Source extract:

Have you ever encountered this kind of scenario? Never, or you ran into this situation for every project in your past?

There is a Chinese saying: 幸福的家庭都是相似的,但不幸的家庭各不相同 (All happy families are alike, but each unhappy family is unhappy in its own way).  Software development is similiar, all success projects are alike, but each failed project has its own reason for the failure.

What could be the success and failure factors  for the projects I experienced or heard of? There could be many. I am listing those common one I can think of for reference.

1. People expertise management;

Jack Ganssle mentioned that the best quartile engineer was 300% more productive than the lowest 25%.  In fact,  thinking about the investment your company has made on system integration test, post-release support, and think about the potential profit if your company win the next contract because you made good impression to your customer, the impact is not just 300%. There are plenty of talks on this, I don't need to explain any further. All I want to say is it is important to select the right people, assign them to do the right thing, and have the right process to build up expertise in short time.

Well, it is easy to say but difficult to achieve.  ??!! In reality most of the project will start with a several key members, who usually have certain years of industry experience, but may or may not have the domain knowledge. While the rest of the team members may just have average programming skills.

Given the fact that most software development teams have 5 to 25 Engineers, I would assume a success project team needs to have 2 or 3 senior level members. They need to lead the project planning/execution, risk analysis and be the contact points of the project team. The project managers should have the technical expertise to do the estimation and interview new comers.  In general, these 2 or 3 senior member of the team, including the project manager, would need to predict and handle potential risks also. BTW: this does not mean that more than 25 Engineers cannot work on the same product. Some giant software product team has thousands of software Engineers, like in those telecom vendors working on CDMA or GSM system.  This is called project scalability. We will talk about this later.

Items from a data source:
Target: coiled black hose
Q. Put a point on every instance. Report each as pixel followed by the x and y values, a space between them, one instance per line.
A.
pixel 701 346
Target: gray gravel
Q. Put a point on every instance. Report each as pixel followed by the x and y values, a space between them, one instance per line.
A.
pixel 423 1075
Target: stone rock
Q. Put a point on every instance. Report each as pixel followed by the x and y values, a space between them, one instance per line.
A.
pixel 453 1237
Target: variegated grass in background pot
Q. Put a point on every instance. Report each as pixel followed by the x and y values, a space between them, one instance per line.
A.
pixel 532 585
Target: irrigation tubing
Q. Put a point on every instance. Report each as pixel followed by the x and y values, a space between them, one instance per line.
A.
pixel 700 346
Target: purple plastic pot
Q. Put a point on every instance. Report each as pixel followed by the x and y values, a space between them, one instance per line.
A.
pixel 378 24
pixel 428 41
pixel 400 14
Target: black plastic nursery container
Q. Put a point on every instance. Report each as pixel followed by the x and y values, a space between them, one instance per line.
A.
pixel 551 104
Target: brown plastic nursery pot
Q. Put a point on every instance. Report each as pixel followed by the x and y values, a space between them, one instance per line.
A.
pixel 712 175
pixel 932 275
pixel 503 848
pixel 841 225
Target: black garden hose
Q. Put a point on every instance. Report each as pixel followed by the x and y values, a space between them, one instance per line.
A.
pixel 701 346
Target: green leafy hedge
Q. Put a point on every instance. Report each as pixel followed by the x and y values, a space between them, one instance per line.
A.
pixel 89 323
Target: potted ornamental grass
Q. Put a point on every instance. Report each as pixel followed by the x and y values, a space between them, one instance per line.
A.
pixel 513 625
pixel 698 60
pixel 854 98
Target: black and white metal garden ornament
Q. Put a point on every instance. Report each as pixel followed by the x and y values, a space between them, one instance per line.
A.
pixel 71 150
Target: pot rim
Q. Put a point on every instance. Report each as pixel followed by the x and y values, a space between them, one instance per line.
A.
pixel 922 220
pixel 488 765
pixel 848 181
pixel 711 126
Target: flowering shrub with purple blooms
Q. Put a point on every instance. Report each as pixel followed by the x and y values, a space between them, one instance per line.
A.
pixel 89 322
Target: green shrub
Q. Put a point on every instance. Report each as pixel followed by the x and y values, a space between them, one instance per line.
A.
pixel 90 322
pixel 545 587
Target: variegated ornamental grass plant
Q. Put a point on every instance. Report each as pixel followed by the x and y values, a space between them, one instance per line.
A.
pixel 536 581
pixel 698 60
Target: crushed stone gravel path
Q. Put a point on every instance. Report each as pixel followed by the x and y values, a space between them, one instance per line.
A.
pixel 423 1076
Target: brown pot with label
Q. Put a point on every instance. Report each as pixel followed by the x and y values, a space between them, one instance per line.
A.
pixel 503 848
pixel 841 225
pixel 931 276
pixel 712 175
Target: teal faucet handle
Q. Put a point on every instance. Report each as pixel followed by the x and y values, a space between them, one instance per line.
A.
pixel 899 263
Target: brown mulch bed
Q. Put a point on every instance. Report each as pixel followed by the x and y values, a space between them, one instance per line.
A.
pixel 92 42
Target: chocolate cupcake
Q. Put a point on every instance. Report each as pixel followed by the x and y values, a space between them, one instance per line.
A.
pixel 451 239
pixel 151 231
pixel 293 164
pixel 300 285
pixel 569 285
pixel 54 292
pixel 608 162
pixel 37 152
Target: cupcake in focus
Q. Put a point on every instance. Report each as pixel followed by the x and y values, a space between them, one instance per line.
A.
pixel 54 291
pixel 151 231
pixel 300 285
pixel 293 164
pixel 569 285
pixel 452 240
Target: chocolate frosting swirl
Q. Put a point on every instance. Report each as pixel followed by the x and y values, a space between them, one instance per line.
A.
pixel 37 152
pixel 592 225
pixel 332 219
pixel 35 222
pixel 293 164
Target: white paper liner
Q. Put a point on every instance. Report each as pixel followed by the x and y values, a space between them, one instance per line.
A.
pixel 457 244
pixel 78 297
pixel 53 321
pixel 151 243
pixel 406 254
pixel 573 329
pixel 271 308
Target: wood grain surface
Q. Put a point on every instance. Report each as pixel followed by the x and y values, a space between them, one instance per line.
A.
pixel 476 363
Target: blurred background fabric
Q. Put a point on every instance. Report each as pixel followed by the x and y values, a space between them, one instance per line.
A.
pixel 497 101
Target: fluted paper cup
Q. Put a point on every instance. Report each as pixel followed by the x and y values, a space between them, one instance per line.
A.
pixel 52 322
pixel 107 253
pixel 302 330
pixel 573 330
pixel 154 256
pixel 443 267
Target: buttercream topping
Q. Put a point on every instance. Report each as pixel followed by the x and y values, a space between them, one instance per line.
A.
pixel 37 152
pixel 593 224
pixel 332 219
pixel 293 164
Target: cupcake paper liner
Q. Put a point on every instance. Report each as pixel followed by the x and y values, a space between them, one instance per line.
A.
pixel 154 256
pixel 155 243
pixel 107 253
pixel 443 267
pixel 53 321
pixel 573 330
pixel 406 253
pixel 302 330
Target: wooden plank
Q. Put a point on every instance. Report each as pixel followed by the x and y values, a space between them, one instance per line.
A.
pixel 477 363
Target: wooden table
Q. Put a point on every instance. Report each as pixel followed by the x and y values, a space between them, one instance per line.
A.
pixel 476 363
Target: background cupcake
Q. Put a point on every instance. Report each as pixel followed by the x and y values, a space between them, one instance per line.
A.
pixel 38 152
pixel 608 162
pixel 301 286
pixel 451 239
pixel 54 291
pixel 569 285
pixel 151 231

Complete the following:
1. Echo the passage on software projects, starting at "What could be" and ending at "in short time.".
2. According to the passage on software projects, how many senior-level members does a successful project team need?

Task results:
1.
What could be the success and failure factors  for the projects I experienced or heard of? There could be many. I am listing those common one I can think of for reference.

1. People expertise management;

Jack Ganssle mentioned that the best quartile engineer was 300% more productive than the lowest 25%.  In fact,  thinking about the investment your company has made on system integration test, post-release support, and think about the potential profit if your company win the next contract because you made good impression to your customer, the impact is not just 300%. There are plenty of talks on this, I don't need to explain any further. All I want to say is it is important to select the right people, assign them to do the right thing, and have the right process to build up expertise in short time.

2. 2 or 3 senior-level members.